One of the afflictions we untrained, shoot from the hip, make it up as you go along programmers suffer from is a tendency to get stuck in our ways. If it works, you keep doing it. Learning happens when things don’t work, and there’s seldom enough time to go back and retrofit code for new learning.
This affliction hit me in a big way this week.
My little project of the day was to take a database of 700,000-odd Canadian postal codes and turn them into an ESRI shapefile that I could load into MapInfo. Or, in simpler terms, I needed to plot postal codes on a map.
Using PHP/MapScript, I wrote a PHP script to loop through the database of postal codes, grab the required information — postal code, place name, province, latitude and longitude — and add each, in turn, to a map layer.
And it worked.
Except that it worked really, really slowly.
It started off quickly enough — zooming through the first 10% of the postal code file in a couple of minutes. But once it got more than 50,000 points in its belly, things slowed to a crawl, and adding each point to the map layer was taking 5 to 10 seconds. I left the script running over the weekend, and it was only halfway through the “J” postal codes in Quebec, alphabetically, when I returned on Monday morning.

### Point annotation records
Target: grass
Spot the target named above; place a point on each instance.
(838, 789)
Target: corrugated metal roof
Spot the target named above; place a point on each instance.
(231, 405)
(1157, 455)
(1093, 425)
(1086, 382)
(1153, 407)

### WHAT YOU NEED TO DO
a - In the postal code passage, how long was adding each point to the map layer taking once the script held more than 50,000 points?
b - Summarize the postal code passage in two sentences.
c - Please transcribe the postal code passage starting with "This affliction hit" and going on through "And it worked.".

### THE SOLUTIONS
a - 5 to 10 seconds per point.

b - The writer used PHP/MapScript to turn a database of roughly 700,000 Canadian postal codes into an ESRI shapefile for mapping, adding each postal code's details to a map layer in turn. The script worked but slowed to a crawl after about 50,000 points, and after running all weekend it had only reached the Quebec "J" postal codes.

c -
This affliction hit me in a big way this week.
My little project of the day was to take a database of 700,000-odd Canadian postal codes and turn them into an ESRI shapefile that I could load into MapInfo. Or, in simpler terms, I needed to plot postal codes on a map.
Using PHP/MapScript, I wrote a PHP script to loop through the database of postal codes, grab the required information — postal code, place name, province, latitude and longitude — and add each, in turn, to a map layer.
And it worked.